Please copy the data from the line containing "Where can the vertical" through the end, shifting each answer coordinate by adding 132 to both of its numbers. Keep every other line unchanged.

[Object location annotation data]
§
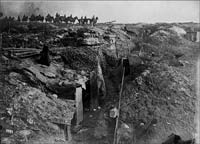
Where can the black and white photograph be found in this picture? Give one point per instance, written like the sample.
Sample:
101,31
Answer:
99,72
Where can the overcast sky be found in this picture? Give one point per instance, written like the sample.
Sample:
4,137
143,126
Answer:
121,11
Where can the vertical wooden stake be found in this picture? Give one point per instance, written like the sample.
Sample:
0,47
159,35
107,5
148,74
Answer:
69,132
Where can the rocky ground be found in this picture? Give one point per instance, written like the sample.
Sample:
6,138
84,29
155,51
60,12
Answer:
158,96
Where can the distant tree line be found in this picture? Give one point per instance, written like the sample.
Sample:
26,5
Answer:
51,19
§
◆ ANSWER ◆
Where can the vertical wooden stake be found in this picture? Give one point per instance, written like the sample.
Sample:
0,47
159,35
107,5
148,74
Answer:
201,264
Where can the rocky ground be found in this picture? Give one point per instance, written like the sample.
Sample:
6,138
84,29
155,51
60,12
Answer:
290,228
Where can the distant tree line be found in this picture? Give one point per instance, written like the sample.
Sample:
26,5
Answer:
183,151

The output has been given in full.